**PROBLEM REQUIREMENTS:**
Exactly reproduce the lines beginning with the line that includes "Target: tiled roof" and ending with the last line of the data.

Referring expression data
━━━━━━

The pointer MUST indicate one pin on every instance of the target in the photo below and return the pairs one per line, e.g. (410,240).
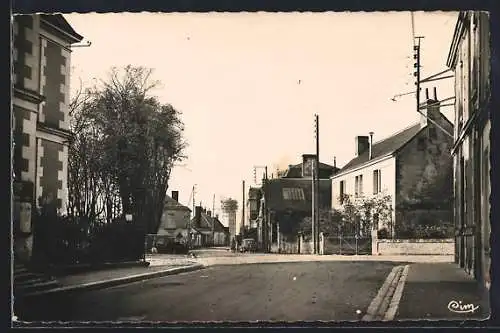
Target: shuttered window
(293,194)
(377,182)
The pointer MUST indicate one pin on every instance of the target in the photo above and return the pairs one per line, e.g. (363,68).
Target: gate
(350,239)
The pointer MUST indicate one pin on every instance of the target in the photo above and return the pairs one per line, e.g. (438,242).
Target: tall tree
(135,142)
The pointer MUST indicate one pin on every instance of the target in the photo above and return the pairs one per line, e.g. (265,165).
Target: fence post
(374,242)
(321,243)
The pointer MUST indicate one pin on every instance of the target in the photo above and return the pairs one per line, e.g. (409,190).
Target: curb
(116,281)
(378,306)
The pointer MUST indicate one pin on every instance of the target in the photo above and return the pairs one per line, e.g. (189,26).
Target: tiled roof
(295,194)
(59,21)
(206,223)
(295,171)
(384,147)
(172,204)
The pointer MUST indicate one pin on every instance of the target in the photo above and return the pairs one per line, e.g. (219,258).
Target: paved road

━━━━━━

**EXERCISE ANSWER:**
Target: tiled roof
(295,194)
(59,21)
(206,223)
(295,171)
(384,147)
(172,204)
The pointer MUST indicate one pin on every instance of the target in the photo above and return the pairs one per line, e.g. (219,258).
Target: paved road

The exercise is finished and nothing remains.